*EXCERPT*:
= = =
By a MetNews Staff Writer

 

A man who is in prison based on 2019 convictions for setting an inhabited structure ablaze and assault with a deadly weapon with force and by means likely to produce great bodily injury, and has a history of violent crimes, was wrongfully stripped of his parental rights, the Court of Appeal for this district decided Friday.

Div. One, in an opinion by Presiding Justice Frances Rothschild, vacated a jurisdictional finding as to the father, “V.N.” and reversed the order by Los Angeles Superior Court Commissioner Emma Castro removing the seven-year-old boy, “J.N.,” from the incarcerated man’s custody. A finding that reunification services would be “detrimental” to the child was made under an inapplicable statute, Rothschild said, and the finding was vacated to avoid prejudice to V.N. should he seek such services in the future.

The jurist noted that the Los Angeles County Department of Children and Family Services (“DCFS”) “presented evidence that Father’s record includes convictions for violent crimes and convictions for crimes committed while Father was already on probation.”

Jurisdictional Finding

She commented, with respect to the jurisdictional finding:

“This evidence supports a reasonable inference that there is a substantial risk Father will commit crimes—even violent crimes—in the future. But that is not the same as a substantial risk J.N. will be harmed. Although it is possible that evidence of a parent’s violent criminal record could support a reasonable inference of risk to the parent’s child, the evidence in this record does not. Nothing in the record suggests any of Father’s crimes were against children or involved children. The record also does not support that Father’s criminal conduct ever placed J.N. in danger during the approximately two years he appears to have been involved in J.N.’s life.”
= = =
*INFORMATION SUPPLIED*:

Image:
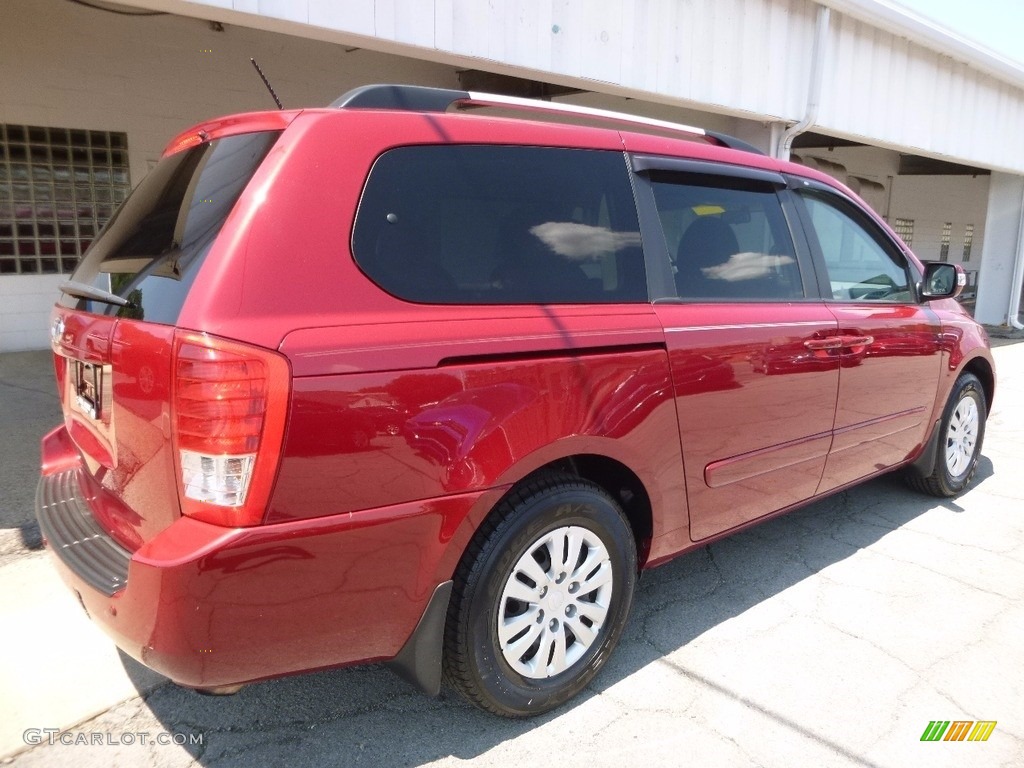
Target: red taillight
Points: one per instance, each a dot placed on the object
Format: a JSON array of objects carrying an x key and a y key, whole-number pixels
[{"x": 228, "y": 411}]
= = =
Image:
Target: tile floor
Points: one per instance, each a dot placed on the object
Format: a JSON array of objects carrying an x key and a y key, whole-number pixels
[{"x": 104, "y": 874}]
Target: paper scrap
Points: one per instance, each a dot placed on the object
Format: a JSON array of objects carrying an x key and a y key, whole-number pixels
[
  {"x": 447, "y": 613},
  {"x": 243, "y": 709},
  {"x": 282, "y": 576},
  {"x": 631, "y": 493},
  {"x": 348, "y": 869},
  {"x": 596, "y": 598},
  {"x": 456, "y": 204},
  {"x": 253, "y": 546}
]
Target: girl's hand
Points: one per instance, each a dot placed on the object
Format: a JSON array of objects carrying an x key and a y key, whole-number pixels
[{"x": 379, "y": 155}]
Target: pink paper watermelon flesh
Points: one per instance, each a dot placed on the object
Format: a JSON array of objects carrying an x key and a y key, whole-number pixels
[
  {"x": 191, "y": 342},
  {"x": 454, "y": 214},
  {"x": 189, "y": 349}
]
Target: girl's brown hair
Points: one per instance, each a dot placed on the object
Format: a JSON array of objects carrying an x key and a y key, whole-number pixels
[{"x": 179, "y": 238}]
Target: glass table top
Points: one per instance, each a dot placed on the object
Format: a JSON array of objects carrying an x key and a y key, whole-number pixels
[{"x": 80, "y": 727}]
= = =
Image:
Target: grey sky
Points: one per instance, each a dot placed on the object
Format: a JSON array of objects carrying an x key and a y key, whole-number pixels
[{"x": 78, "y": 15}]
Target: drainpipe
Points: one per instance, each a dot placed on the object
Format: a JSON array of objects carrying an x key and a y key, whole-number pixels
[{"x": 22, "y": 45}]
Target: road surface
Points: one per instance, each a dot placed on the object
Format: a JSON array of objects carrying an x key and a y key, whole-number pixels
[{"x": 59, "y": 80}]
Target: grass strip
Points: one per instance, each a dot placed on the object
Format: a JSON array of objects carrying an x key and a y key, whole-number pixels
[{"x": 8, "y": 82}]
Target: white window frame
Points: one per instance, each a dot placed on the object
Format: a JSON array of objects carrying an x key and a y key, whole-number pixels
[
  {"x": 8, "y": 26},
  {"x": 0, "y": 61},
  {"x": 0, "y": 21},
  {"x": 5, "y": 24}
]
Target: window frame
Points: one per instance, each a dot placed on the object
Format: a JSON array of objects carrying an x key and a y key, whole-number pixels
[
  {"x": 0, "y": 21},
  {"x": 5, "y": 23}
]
= = =
*SET EXERCISE 1*:
In the article on the father's appeal, which justice wrote the Court of Appeal opinion?
*SET EXERCISE 2*:
Resume the article on the father's appeal, starting right after its final sentence.

*TASK RESPONSE 1*:
Presiding Justice Frances Rothschild

*TASK RESPONSE 2*:
Rothschild continued:

“And although DCFS may be correct that Father exposing J.N. to his criminal ways could put J.N. at risk, the record does not provide any nonspeculative basis for the court to conclude that Father is likely to do so. For example, nothing in the record suggests Father ever exposed J.N. (or any other child) to his criminal activities, that he ever provided J.N. (or any other child) access to weapons or other dangerous instruments of his crimes, or that J.N. (or any other child) was even in Father’s care at the time Father committed the crimes for which he was convicted.”

The jurist declared that DCFS failed to demonstrate the requisite “nexus between the past violence and some likely future violence that could endanger the child.”

Custody Order

Addressing the order removing the child from the “custody” of V.N., Rothschild said:

“[Welfare & Institutions Code] Section 361, subdivision (d) permits removal from a parent with whom the child did not reside when the petition was filed only upon a finding by clear and convincing evidence of a current ‘substantial danger to the physical health, safety, protection, or physical or emotional well-being of the child,’ were the parent ‘to live with the child or otherwise exercise the...right to physical custody.’…When applying this test to an incarcerated parent, the question cannot be whether such danger would exist, were the child literally to ‘live’ with the parent during the parent’s incarceration, as this is not a realistic possibility— a child cannot ‘live’ at an adult prison. Nor could the fact of a parent’s incarceration at the time of disposition provide the basis for a detriment finding in any event.”

She went on to say:

“The test must therefore be whether Father ‘otherwise exercis[ing] [his]...right to physical custody’…— for example, by making arrangements for J.N.’s living situation while Father is still in prison—would create the requisite substantial risk.”

She said there was nothing in the record indicating that V.N. intended to exercise that right.

The case is In re J.N., B308879.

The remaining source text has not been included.